*JEU DE LIGNES*
◇ ◇ ◇ ◇

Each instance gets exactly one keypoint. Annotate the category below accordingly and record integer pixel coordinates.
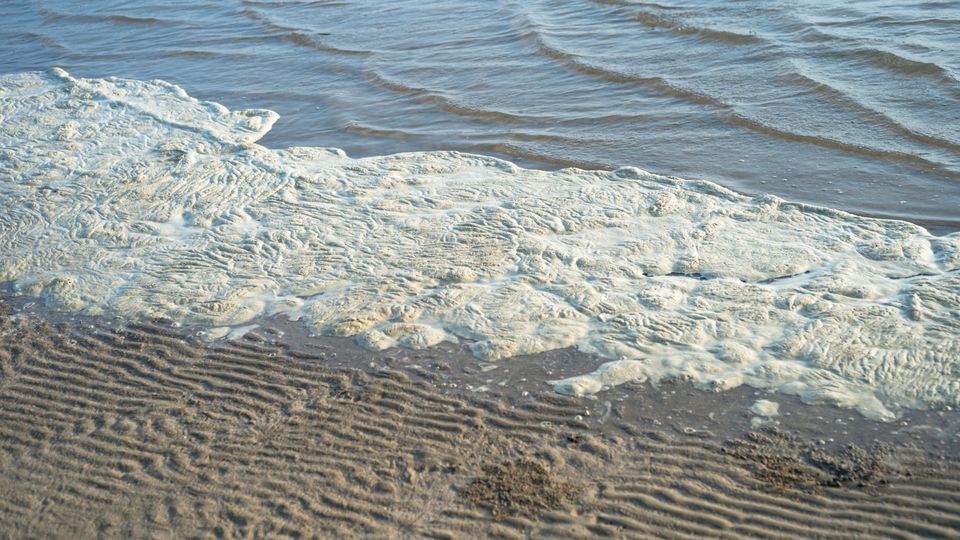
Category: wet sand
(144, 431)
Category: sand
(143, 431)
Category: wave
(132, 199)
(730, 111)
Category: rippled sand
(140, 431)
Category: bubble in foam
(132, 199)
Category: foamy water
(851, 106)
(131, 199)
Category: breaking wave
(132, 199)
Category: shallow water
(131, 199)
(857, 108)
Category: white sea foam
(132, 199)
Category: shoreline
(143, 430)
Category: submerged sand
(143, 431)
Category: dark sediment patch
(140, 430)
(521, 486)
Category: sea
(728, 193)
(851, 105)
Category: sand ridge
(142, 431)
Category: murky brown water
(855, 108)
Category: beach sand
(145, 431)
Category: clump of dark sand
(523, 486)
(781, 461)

◇ ◇ ◇ ◇

*ÉNONCÉ*
Mettez à jour les lignes, de celle qui contient « Category: beach sand » jusqu'à la dernière incluse : remplacez « clump » par « cluster » et reproduisez tout le reste à l'identique.

*CORRIGÉ*
Category: beach sand
(145, 431)
Category: cluster of dark sand
(523, 486)
(781, 461)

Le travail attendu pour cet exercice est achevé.